_Exercise brief_
From the week 8 problem set, extract the passage that begins with the words containing "PC1. Refamiliarize yourself" and ends with "related they are.", copying it word for word.

Text provided START

# Statistics and Statistical Programming (Spring 2019)/Problem Set: Week 8

## Programming Challenges

The first set of programming challenges will once again use your dataset from the week 3 problem set:

PC0. Load up your dataset as you did in Week 3 PC1.
PC1. Refamiliarize yourself with the data and recode your variables as you did for Week 3 PC8. You may recall from that x and y looked like they might be related. We now have the tools and terminology to describe this relationship and to estimate just how related they are.
PC2. Run a t.test between x and y in the dataset and be prepared to interpret the results.
PC3. Estimate how correlated x and y are with each other.
PC4. Fit a linear model corresponding to the following formula and be ready to interpret the coefficients, standard errors, t-statistics, p-values, and ${\displaystyle \mathrm {R} ^{2}}$ of it:
${\displaystyle {\hat {y}}=\beta _{0}+\beta _{1}x+\varepsilon }$
PC5. Generate the following diagnostic plots and be prepared to explain (a) what issue(s) and/or assumptions each one can help you evaluate; (b) what conclusions you draw from them:
(a) A histogram of the residuals.

Text provided END
Given data START

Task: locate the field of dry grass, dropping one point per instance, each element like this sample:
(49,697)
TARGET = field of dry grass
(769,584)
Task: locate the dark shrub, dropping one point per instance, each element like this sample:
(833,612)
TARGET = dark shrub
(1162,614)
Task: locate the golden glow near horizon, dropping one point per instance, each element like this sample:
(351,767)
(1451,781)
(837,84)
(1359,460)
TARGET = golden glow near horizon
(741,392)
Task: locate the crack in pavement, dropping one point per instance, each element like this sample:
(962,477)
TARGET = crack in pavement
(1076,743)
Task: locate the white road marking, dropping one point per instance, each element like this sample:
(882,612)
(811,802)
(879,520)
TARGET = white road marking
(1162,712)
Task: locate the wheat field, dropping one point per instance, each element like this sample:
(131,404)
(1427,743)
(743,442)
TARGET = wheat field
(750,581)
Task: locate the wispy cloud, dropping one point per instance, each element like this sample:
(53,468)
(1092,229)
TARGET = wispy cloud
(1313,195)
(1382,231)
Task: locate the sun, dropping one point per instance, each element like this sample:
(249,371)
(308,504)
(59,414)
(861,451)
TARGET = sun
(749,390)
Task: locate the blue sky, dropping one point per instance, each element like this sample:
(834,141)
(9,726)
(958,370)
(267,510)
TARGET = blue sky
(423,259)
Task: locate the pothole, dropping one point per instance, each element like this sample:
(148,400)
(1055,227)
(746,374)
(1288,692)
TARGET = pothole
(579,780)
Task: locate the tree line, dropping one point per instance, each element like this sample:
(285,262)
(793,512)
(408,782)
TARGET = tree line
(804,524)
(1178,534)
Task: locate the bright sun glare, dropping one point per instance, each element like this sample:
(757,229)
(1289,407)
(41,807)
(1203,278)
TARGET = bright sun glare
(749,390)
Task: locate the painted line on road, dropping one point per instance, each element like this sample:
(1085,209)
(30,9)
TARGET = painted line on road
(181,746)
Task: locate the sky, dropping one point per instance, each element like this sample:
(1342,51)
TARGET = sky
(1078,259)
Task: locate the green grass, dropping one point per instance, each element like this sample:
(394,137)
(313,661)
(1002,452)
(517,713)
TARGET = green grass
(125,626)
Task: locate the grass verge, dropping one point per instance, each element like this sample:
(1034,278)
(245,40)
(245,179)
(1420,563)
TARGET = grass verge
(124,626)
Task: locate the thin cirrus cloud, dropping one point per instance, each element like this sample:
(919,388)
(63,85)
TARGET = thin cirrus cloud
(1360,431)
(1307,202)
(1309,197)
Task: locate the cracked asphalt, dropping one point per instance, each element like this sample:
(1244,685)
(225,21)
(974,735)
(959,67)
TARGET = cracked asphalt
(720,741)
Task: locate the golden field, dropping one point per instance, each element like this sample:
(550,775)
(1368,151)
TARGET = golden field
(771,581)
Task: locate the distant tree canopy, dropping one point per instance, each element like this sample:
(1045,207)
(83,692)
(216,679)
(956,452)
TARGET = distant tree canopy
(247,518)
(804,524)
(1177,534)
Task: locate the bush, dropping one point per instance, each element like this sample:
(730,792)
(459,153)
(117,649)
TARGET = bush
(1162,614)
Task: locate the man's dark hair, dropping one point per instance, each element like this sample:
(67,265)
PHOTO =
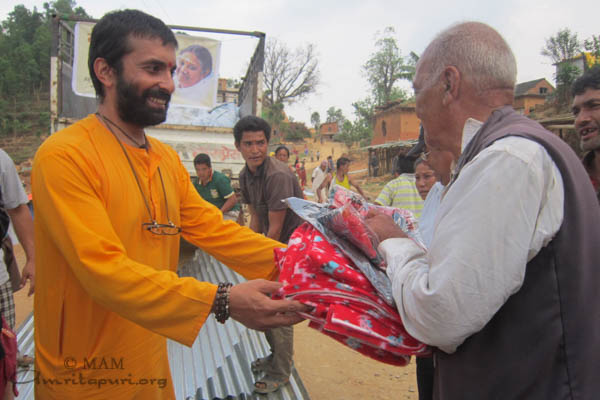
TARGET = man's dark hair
(202,54)
(589,80)
(341,162)
(405,165)
(282,147)
(202,159)
(250,123)
(110,39)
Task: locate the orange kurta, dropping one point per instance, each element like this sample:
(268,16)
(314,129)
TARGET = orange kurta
(107,294)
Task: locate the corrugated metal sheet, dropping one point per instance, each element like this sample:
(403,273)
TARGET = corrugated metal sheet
(217,366)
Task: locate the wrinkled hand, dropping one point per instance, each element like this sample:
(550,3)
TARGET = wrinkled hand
(383,226)
(250,304)
(28,274)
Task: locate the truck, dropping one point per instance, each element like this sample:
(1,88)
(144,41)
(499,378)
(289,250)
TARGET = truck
(189,129)
(218,363)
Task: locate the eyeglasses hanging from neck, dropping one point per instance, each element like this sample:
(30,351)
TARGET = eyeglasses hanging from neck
(153,226)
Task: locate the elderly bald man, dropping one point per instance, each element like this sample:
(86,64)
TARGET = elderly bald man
(507,292)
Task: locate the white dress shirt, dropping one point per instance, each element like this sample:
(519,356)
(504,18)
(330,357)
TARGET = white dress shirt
(505,206)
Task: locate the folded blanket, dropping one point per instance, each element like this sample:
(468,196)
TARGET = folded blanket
(345,304)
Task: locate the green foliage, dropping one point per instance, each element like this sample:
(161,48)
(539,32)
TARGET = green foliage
(592,45)
(289,75)
(387,67)
(25,39)
(565,76)
(562,46)
(335,115)
(295,131)
(274,114)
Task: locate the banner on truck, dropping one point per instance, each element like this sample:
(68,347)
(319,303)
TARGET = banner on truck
(196,76)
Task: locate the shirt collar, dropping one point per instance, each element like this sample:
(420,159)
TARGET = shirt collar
(260,170)
(209,178)
(470,129)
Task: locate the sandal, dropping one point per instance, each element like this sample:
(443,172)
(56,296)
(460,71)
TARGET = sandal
(268,385)
(260,364)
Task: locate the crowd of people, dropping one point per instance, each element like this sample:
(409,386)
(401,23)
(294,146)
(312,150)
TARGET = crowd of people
(504,290)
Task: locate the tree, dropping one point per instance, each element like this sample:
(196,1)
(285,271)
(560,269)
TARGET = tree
(289,76)
(592,45)
(563,46)
(274,114)
(25,66)
(386,67)
(335,115)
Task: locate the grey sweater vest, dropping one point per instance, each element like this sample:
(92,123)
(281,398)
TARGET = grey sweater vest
(544,342)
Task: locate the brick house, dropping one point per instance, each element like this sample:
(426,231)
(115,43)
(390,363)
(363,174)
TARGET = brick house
(529,95)
(328,129)
(395,122)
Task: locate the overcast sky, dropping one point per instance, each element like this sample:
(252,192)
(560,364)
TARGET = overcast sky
(344,32)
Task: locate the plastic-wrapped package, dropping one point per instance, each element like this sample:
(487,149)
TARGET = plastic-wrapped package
(345,305)
(342,222)
(312,213)
(347,222)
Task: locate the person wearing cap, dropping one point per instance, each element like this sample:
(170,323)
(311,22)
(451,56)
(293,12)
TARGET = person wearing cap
(318,176)
(341,178)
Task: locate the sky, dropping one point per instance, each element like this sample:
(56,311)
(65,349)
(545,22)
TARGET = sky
(344,32)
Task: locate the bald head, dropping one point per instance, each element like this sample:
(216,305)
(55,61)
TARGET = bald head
(479,52)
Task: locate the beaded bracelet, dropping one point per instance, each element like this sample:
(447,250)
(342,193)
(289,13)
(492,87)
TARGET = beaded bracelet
(222,302)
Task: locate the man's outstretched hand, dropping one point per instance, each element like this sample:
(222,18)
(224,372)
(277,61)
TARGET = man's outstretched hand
(250,304)
(383,226)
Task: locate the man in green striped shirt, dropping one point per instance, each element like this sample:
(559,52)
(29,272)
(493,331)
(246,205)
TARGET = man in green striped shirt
(402,192)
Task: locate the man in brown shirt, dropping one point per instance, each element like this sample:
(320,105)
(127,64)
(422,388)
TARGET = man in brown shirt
(264,183)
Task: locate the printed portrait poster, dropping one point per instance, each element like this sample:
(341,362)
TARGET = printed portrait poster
(196,76)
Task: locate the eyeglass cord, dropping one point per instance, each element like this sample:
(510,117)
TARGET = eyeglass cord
(141,146)
(137,180)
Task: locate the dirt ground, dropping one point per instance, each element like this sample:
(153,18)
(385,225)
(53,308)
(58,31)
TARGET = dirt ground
(329,370)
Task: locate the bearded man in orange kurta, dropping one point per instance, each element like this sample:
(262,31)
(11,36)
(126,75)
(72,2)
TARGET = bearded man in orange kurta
(111,206)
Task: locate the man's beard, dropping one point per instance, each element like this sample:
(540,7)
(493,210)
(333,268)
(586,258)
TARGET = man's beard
(592,144)
(134,108)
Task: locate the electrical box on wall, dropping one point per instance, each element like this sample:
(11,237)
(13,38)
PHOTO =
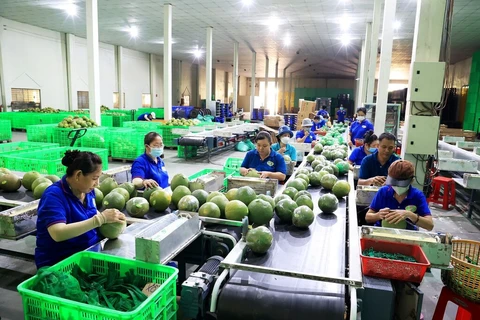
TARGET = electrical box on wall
(427,81)
(421,136)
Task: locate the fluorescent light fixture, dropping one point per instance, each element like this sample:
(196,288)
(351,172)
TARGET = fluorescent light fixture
(71,9)
(133,31)
(273,23)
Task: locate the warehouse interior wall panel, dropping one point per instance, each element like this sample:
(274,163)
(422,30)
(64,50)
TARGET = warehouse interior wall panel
(135,77)
(32,59)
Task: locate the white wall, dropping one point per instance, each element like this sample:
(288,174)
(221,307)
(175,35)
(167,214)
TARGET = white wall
(135,77)
(34,58)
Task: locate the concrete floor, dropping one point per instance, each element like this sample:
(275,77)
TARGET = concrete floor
(15,270)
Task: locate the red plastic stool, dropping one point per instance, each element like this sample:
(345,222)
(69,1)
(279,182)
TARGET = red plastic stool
(448,192)
(467,310)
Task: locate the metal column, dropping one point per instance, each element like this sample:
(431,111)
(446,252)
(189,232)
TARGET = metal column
(235,76)
(252,82)
(167,61)
(385,64)
(372,65)
(93,61)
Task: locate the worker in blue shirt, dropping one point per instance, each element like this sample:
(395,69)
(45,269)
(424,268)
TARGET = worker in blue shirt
(392,201)
(306,135)
(318,123)
(149,116)
(374,168)
(268,163)
(341,113)
(67,214)
(359,127)
(370,145)
(148,170)
(283,145)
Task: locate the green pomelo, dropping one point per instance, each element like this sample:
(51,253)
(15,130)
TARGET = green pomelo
(201,196)
(284,210)
(113,200)
(179,193)
(179,180)
(137,207)
(328,203)
(341,188)
(303,217)
(209,209)
(246,194)
(29,178)
(160,200)
(188,203)
(259,240)
(112,230)
(260,212)
(236,210)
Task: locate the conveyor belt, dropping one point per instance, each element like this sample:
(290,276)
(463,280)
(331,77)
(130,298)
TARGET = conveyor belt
(320,249)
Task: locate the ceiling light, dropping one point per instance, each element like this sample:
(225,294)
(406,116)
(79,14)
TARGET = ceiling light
(71,9)
(273,23)
(133,31)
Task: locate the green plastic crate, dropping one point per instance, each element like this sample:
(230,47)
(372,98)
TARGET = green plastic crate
(19,147)
(5,130)
(40,132)
(127,143)
(47,161)
(232,166)
(161,305)
(190,150)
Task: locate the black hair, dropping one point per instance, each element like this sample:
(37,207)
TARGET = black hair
(85,161)
(262,136)
(149,137)
(362,109)
(369,137)
(388,136)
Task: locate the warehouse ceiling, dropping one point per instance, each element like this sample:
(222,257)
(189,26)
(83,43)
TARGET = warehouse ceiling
(314,28)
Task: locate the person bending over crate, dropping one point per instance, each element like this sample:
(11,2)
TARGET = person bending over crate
(67,214)
(398,204)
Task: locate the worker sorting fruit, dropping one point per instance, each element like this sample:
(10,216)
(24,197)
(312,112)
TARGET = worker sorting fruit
(398,204)
(264,162)
(67,214)
(148,170)
(374,167)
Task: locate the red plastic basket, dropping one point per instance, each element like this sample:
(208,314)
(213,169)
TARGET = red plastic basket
(394,269)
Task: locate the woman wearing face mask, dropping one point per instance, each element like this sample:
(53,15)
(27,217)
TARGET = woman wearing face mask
(370,145)
(148,170)
(283,146)
(391,201)
(359,127)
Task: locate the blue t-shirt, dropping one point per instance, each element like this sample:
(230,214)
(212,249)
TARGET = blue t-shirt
(385,199)
(145,168)
(311,136)
(357,155)
(142,116)
(358,129)
(273,163)
(371,167)
(59,205)
(289,150)
(319,125)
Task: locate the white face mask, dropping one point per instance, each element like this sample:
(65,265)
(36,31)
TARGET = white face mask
(400,190)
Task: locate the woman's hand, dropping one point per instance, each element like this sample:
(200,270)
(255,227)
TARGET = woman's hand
(113,215)
(149,183)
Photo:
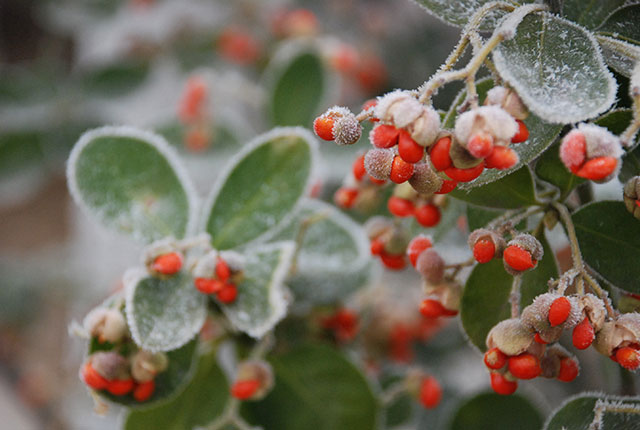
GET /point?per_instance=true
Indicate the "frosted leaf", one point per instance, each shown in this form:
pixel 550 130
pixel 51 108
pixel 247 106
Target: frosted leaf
pixel 262 296
pixel 163 314
pixel 556 68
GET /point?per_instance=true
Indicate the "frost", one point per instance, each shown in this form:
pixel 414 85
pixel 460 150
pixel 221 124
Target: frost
pixel 557 69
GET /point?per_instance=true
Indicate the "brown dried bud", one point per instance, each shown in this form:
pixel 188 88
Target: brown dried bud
pixel 510 336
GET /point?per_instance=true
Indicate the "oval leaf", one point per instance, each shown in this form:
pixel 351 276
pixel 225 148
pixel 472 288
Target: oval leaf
pixel 511 192
pixel 316 387
pixel 556 68
pixel 199 404
pixel 541 135
pixel 261 302
pixel 485 299
pixel 515 412
pixel 609 238
pixel 333 260
pixel 298 83
pixel 163 314
pixel 577 413
pixel 260 187
pixel 131 181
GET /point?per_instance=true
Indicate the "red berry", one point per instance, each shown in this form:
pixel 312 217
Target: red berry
pixel 144 391
pixel 501 158
pixel 92 378
pixel 502 385
pixel 495 359
pixel 408 149
pixel 400 207
pixel 346 197
pixel 439 154
pixel 583 334
pixel 628 357
pixel 518 258
pixel 464 175
pixel 416 246
pixel 430 392
pixel 208 285
pixel 484 250
pixel 168 264
pixel 447 187
pixel 222 270
pixel 428 215
pixel 358 168
pixel 384 136
pixel 525 366
pixel 377 247
pixel 568 370
pixel 228 293
pixel 522 134
pixel 120 387
pixel 597 168
pixel 323 127
pixel 393 262
pixel 480 145
pixel 401 171
pixel 243 390
pixel 559 311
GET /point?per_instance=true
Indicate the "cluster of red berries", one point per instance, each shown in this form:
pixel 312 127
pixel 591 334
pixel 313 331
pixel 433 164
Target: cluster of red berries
pixel 591 152
pixel 219 282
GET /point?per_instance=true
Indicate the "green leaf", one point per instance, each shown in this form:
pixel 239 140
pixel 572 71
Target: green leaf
pixel 510 192
pixel 577 413
pixel 316 388
pixel 260 188
pixel 556 68
pixel 297 83
pixel 167 383
pixel 261 302
pixel 589 13
pixel 131 181
pixel 514 412
pixel 609 240
pixel 200 403
pixel 333 260
pixel 458 12
pixel 163 314
pixel 550 168
pixel 623 24
pixel 541 135
pixel 485 299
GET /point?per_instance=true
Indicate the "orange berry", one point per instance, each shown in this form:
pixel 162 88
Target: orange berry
pixel 501 158
pixel 568 370
pixel 559 311
pixel 525 366
pixel 416 246
pixel 439 154
pixel 243 390
pixel 401 171
pixel 583 334
pixel 144 391
pixel 480 145
pixel 430 392
pixel 168 264
pixel 522 134
pixel 484 250
pixel 408 149
pixel 495 359
pixel 628 357
pixel 518 258
pixel 502 385
pixel 400 207
pixel 428 215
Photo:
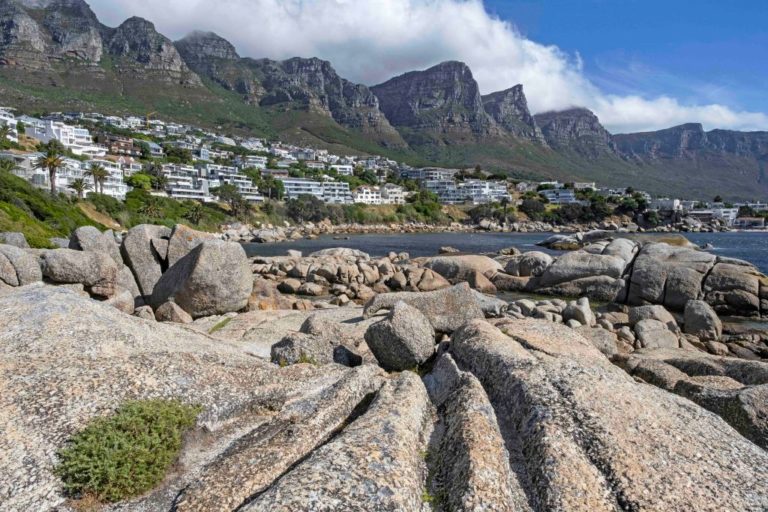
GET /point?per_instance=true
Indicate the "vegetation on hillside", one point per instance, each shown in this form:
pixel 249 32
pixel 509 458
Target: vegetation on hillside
pixel 126 454
pixel 36 213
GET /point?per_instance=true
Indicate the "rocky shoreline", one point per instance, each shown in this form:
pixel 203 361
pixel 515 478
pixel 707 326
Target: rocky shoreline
pixel 339 381
pixel 270 233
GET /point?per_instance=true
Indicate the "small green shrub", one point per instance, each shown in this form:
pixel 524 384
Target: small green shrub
pixel 127 453
pixel 219 326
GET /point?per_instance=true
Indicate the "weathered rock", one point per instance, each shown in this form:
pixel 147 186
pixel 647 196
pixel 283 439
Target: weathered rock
pixel 603 340
pixel 479 282
pixel 96 271
pixel 579 265
pixel 66 360
pixel 734 389
pixel 213 279
pixel 182 240
pixel 373 464
pixel 656 263
pixel 138 254
pixel 88 238
pixel 298 347
pixel 289 286
pixel 702 321
pixel 733 290
pixel 18 267
pixel 583 435
pixel 652 333
pixel 402 341
pixel 259 458
pixel 659 313
pixel 469 463
pixel 446 309
pixel 581 311
pixel 122 300
pixel 171 312
pixel 266 297
pixel 341 252
pixel 460 268
pixel 533 263
pixel 144 312
pixel 491 306
pixel 311 289
pixel 14 239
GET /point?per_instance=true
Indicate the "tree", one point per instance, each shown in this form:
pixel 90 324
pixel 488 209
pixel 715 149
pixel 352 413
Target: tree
pixel 746 211
pixel 50 161
pixel 7 165
pixel 532 208
pixel 151 208
pixel 195 213
pixel 99 175
pixel 231 195
pixel 139 181
pixel 505 205
pixel 79 185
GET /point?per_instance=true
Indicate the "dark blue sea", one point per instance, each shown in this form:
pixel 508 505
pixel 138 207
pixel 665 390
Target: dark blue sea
pixel 752 247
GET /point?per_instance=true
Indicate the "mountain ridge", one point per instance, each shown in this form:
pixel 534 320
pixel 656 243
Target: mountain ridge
pixel 56 54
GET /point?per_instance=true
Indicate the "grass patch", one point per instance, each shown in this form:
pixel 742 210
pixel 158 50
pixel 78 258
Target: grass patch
pixel 219 326
pixel 127 453
pixel 36 213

Given data END

_Solution below_
PC1. Refamiliarize yourself with the data and recode your variables as you did for Week 3 PC8. You may recall from that x and y looked like they might be related. We now have the tools and terminology to describe this relationship and to estimate just how related they are.